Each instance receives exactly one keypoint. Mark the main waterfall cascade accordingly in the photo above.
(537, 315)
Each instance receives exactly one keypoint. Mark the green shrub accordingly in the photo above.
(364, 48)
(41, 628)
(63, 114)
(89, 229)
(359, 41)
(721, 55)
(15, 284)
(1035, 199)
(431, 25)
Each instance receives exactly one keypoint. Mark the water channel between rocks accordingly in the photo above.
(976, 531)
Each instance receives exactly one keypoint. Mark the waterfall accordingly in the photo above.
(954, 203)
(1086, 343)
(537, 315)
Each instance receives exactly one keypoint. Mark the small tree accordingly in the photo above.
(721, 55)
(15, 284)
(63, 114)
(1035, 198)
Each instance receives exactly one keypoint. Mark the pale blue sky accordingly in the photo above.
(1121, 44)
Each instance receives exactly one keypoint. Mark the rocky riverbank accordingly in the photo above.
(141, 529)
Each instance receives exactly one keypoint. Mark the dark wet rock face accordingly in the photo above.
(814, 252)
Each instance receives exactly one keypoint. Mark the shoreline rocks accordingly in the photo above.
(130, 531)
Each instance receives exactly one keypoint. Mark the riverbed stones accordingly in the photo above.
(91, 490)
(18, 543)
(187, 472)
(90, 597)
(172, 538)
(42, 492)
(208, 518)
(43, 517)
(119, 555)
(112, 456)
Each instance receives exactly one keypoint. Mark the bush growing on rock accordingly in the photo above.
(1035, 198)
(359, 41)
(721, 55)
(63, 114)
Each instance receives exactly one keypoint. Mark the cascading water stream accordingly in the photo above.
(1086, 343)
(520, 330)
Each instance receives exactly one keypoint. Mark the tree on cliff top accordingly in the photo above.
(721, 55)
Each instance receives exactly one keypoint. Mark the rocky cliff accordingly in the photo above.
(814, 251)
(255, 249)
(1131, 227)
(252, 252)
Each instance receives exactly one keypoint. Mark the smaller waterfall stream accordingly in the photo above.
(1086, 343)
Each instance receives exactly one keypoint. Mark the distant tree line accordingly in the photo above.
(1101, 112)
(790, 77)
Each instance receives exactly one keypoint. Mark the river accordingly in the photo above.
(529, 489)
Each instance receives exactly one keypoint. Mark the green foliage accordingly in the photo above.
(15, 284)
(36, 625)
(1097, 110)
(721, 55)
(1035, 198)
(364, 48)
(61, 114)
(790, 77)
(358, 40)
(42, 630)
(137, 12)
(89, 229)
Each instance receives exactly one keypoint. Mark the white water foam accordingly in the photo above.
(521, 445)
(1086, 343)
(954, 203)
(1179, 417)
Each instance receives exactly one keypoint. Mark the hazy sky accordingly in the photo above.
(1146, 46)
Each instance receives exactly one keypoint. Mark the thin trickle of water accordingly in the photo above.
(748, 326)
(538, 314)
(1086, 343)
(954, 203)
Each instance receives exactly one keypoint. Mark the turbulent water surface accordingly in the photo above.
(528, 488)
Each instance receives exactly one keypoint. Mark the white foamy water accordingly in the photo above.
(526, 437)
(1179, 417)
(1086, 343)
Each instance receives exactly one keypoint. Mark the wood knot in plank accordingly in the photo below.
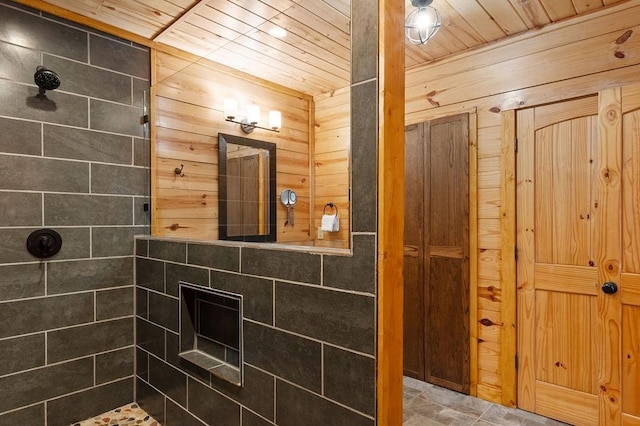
(624, 37)
(432, 101)
(487, 322)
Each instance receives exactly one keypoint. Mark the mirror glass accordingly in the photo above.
(247, 194)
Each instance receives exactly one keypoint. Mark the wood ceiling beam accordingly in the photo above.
(186, 15)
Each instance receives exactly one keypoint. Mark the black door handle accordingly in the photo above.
(610, 288)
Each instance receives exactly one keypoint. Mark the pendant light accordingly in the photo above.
(422, 23)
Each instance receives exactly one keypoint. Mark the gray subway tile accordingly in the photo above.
(92, 274)
(33, 415)
(108, 179)
(178, 416)
(20, 137)
(164, 311)
(286, 265)
(89, 339)
(190, 274)
(20, 209)
(364, 42)
(19, 63)
(291, 357)
(35, 315)
(21, 353)
(256, 394)
(356, 272)
(150, 274)
(75, 244)
(119, 57)
(51, 37)
(345, 371)
(294, 404)
(364, 141)
(257, 294)
(151, 401)
(43, 174)
(212, 407)
(344, 319)
(141, 92)
(116, 118)
(21, 281)
(81, 210)
(168, 380)
(142, 364)
(150, 337)
(114, 365)
(83, 405)
(173, 358)
(22, 101)
(142, 247)
(87, 80)
(114, 303)
(114, 241)
(141, 153)
(88, 145)
(44, 383)
(168, 250)
(142, 302)
(218, 257)
(251, 419)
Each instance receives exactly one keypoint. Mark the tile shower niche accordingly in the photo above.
(211, 331)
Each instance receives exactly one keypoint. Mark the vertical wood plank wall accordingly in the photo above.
(189, 102)
(561, 61)
(331, 160)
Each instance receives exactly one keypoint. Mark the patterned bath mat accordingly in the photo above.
(127, 415)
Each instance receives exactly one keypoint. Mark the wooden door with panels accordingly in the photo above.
(578, 267)
(436, 252)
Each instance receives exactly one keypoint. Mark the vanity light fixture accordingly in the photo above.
(252, 117)
(422, 23)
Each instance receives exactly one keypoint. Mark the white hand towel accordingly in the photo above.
(330, 223)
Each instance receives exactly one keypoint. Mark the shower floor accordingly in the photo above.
(127, 415)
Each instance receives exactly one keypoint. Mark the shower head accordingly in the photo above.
(46, 79)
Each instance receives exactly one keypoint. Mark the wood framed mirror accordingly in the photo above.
(247, 192)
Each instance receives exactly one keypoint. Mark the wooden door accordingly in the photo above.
(578, 339)
(437, 252)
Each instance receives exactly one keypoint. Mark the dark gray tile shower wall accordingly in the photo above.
(66, 324)
(310, 320)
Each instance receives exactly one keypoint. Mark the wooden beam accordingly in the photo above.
(508, 266)
(84, 20)
(186, 15)
(390, 211)
(473, 253)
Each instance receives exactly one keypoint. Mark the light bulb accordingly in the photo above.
(253, 114)
(275, 120)
(230, 109)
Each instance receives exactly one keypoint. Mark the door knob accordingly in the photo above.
(610, 288)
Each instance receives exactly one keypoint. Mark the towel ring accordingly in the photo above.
(333, 206)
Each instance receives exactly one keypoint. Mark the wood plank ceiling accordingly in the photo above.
(314, 56)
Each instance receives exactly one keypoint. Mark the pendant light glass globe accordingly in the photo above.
(422, 24)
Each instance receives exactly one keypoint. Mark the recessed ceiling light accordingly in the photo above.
(277, 32)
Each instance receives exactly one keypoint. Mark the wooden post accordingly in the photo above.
(390, 210)
(508, 269)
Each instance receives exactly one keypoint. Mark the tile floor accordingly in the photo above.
(426, 404)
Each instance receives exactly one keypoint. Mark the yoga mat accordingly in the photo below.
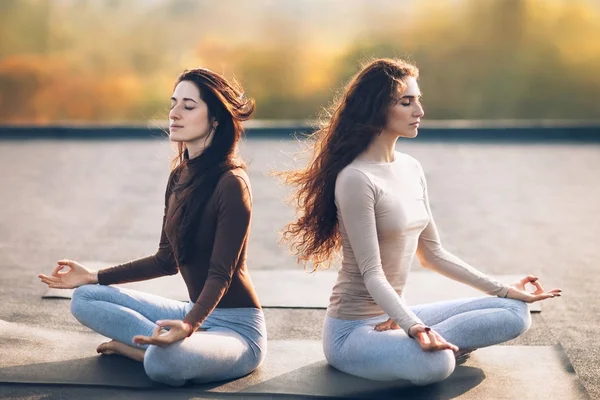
(298, 289)
(41, 356)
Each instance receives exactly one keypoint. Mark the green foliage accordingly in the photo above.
(116, 60)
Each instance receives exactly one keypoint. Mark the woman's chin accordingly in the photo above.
(174, 137)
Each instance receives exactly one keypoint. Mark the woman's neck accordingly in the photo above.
(381, 149)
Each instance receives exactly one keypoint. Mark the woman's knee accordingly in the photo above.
(80, 300)
(521, 320)
(161, 366)
(435, 367)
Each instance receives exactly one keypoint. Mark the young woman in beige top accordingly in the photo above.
(361, 195)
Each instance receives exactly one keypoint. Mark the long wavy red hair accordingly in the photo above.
(357, 116)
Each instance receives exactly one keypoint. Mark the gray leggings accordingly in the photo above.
(233, 345)
(354, 347)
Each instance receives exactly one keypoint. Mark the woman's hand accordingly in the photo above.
(178, 330)
(517, 291)
(77, 275)
(430, 340)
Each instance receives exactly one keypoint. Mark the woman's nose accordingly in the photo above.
(419, 112)
(174, 114)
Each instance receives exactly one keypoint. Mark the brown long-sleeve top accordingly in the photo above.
(215, 272)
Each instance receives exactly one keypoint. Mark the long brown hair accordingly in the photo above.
(227, 105)
(356, 117)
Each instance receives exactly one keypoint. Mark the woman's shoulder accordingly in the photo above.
(352, 175)
(234, 180)
(409, 160)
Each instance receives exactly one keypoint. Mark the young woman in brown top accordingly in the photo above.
(220, 334)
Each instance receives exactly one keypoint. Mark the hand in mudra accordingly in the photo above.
(178, 330)
(76, 275)
(518, 291)
(428, 339)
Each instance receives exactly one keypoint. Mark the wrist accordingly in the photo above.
(93, 278)
(411, 330)
(190, 328)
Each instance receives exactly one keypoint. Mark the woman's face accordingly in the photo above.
(405, 111)
(188, 119)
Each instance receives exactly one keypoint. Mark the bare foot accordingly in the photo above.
(115, 347)
(463, 355)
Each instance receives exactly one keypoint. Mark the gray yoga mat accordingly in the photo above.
(298, 289)
(32, 355)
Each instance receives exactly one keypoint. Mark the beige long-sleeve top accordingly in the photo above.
(384, 220)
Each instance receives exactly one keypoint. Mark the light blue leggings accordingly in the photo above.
(354, 347)
(233, 344)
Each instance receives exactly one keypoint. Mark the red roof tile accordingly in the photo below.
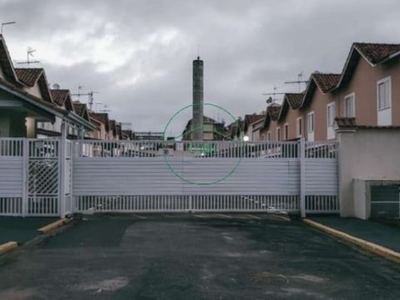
(295, 100)
(376, 53)
(79, 108)
(253, 118)
(101, 117)
(59, 96)
(28, 76)
(32, 97)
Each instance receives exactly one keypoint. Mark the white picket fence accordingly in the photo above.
(51, 177)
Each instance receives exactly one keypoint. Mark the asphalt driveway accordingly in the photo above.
(195, 257)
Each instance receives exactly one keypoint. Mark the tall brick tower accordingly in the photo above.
(198, 107)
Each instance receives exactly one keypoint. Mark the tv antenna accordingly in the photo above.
(299, 81)
(272, 99)
(105, 109)
(29, 53)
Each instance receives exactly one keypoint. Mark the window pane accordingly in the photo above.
(349, 107)
(383, 94)
(387, 102)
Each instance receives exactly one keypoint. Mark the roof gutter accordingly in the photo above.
(389, 58)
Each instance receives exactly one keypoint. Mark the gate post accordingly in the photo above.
(25, 177)
(302, 157)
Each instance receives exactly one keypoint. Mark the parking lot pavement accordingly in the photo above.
(371, 231)
(189, 257)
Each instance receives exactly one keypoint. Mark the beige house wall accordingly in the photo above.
(319, 105)
(364, 84)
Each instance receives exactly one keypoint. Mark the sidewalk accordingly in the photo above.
(373, 236)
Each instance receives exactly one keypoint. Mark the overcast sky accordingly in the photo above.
(138, 53)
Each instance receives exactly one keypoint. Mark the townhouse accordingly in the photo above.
(252, 126)
(367, 92)
(29, 108)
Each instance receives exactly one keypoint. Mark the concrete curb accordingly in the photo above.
(6, 247)
(371, 247)
(20, 248)
(52, 226)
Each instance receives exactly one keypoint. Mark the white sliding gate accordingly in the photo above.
(132, 176)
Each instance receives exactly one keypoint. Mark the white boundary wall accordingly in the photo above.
(262, 177)
(55, 177)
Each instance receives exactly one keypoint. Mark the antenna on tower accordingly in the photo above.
(29, 53)
(299, 80)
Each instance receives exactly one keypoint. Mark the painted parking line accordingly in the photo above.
(202, 216)
(139, 217)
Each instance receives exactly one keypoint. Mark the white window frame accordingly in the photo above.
(286, 131)
(312, 115)
(299, 127)
(353, 97)
(384, 80)
(278, 134)
(330, 124)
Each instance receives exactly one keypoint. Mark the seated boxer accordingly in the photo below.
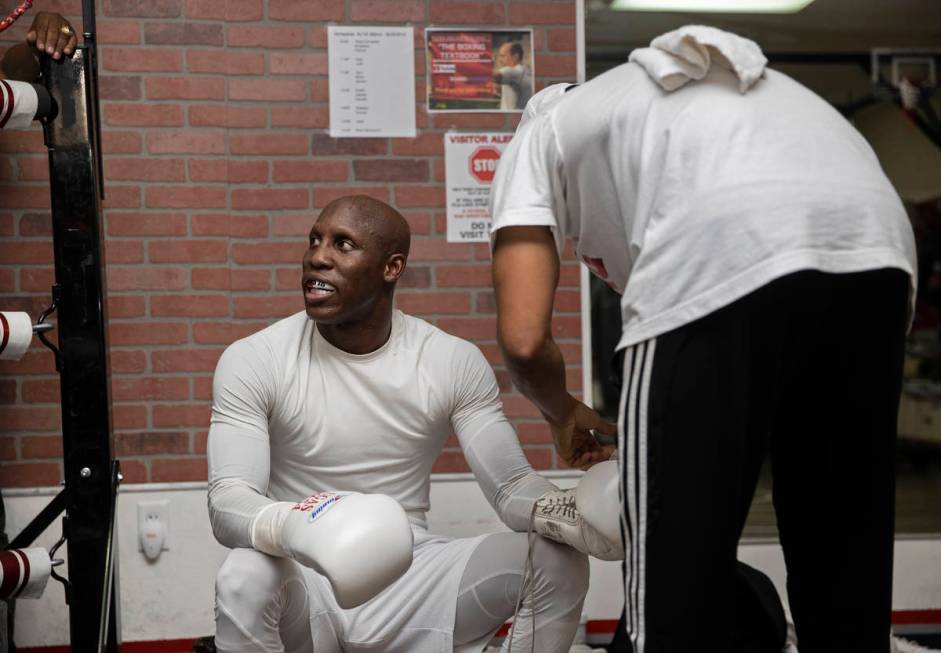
(349, 404)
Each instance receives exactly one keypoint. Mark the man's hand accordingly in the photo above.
(52, 34)
(574, 439)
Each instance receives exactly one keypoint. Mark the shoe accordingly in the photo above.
(902, 645)
(204, 645)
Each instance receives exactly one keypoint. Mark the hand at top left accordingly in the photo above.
(52, 34)
(574, 439)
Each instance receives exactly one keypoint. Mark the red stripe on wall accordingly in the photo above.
(161, 646)
(594, 627)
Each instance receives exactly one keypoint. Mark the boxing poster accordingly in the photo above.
(479, 70)
(470, 161)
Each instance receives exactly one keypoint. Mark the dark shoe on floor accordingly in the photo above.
(204, 645)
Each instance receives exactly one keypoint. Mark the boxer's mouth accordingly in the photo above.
(316, 290)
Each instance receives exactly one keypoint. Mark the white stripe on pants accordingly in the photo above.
(632, 461)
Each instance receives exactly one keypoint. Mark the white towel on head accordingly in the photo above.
(687, 53)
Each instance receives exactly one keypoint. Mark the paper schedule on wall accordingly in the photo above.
(372, 81)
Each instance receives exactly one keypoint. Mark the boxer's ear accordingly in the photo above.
(395, 266)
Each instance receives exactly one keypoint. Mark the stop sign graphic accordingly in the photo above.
(483, 163)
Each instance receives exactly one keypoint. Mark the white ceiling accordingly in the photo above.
(824, 26)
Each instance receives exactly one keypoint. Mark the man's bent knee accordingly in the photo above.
(249, 579)
(565, 568)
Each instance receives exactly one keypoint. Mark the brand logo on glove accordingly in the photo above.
(317, 504)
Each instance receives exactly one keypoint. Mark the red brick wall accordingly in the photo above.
(217, 159)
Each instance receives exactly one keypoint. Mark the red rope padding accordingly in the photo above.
(15, 14)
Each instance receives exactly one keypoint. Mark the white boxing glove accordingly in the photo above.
(556, 517)
(598, 500)
(362, 543)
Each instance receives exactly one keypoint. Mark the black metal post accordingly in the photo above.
(91, 475)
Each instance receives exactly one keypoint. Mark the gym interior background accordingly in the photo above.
(217, 159)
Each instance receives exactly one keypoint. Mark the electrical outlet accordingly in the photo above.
(158, 509)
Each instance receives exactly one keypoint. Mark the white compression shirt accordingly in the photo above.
(293, 415)
(18, 104)
(685, 201)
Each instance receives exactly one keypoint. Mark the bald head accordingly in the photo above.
(381, 221)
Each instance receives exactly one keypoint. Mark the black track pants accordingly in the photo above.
(808, 369)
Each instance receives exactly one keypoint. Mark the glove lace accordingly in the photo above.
(559, 504)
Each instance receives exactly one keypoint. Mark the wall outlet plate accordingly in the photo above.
(159, 509)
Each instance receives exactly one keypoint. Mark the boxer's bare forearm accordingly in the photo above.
(525, 276)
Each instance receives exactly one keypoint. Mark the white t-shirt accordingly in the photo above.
(685, 201)
(293, 415)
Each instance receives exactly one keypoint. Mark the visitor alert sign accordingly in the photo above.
(470, 161)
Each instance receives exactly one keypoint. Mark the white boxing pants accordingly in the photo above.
(269, 605)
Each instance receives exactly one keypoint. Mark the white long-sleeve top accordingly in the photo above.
(18, 104)
(293, 415)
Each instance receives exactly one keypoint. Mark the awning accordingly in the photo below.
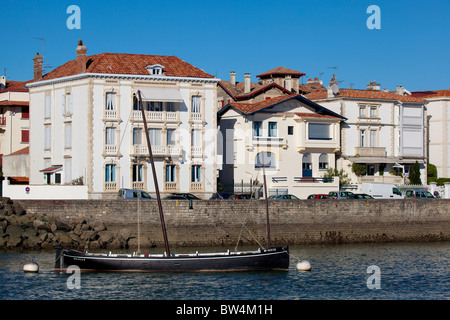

....

Recopie les enregistrements en commençant à la ligne qui contient "t-shirt accordingly in the photo above." et en finissant à la fin des enregistrements, et remplace "visitor alert sign" par "warning sign" sans rien changer d'autre. N'inclus pas les images dans ta réponse.

Tâche terminée
Each instance receives exactly one keypoint. Mark the white t-shirt accordingly in the photo above.
(685, 201)
(293, 415)
Each instance receives exactly one keypoint. Mark the warning sign accordingly in the photo above.
(470, 161)
Each instance receives exactly one keypoint. Mark the white boxing pants accordingly in the photo above.
(269, 605)
Each instance receives exactly one keypoint. Mark the white long-sleeve top accordingly in the photo above.
(18, 104)
(293, 415)
Each instance receives exactly one keypoint. Mark the awning accordingly in the photo below.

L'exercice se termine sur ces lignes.